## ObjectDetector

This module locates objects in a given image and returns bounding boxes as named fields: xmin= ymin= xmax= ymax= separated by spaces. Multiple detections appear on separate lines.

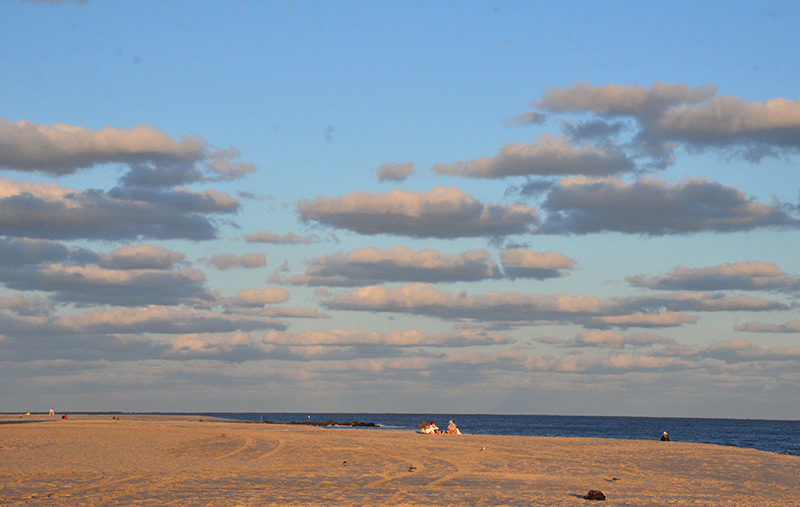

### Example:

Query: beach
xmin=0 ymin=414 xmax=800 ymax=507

* * *

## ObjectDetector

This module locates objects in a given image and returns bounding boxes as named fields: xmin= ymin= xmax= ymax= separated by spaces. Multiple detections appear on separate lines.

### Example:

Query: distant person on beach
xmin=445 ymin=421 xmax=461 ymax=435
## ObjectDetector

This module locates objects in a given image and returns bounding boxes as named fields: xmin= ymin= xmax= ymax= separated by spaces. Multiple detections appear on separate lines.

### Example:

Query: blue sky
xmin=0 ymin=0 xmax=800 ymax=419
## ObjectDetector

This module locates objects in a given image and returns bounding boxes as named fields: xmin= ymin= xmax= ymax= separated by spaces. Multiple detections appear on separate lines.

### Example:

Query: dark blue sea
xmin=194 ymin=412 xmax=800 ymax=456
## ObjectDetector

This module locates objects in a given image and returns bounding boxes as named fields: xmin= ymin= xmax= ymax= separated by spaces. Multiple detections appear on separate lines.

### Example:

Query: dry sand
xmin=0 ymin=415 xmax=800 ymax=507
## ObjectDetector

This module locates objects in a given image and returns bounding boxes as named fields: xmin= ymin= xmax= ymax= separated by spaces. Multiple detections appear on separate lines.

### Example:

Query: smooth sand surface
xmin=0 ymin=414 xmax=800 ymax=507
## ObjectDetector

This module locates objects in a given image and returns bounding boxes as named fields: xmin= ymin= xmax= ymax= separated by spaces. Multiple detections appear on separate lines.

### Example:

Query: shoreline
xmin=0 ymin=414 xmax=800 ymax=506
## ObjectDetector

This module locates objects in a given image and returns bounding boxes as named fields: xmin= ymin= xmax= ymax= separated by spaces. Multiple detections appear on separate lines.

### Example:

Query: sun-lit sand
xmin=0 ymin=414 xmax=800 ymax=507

• [Your instructions]: Pick out every line of the data above that contains the string "sand", and copy each one in full. Case counts.

• [Finished task]:
Query: dry sand
Query: smooth sand surface
Query: sun-lit sand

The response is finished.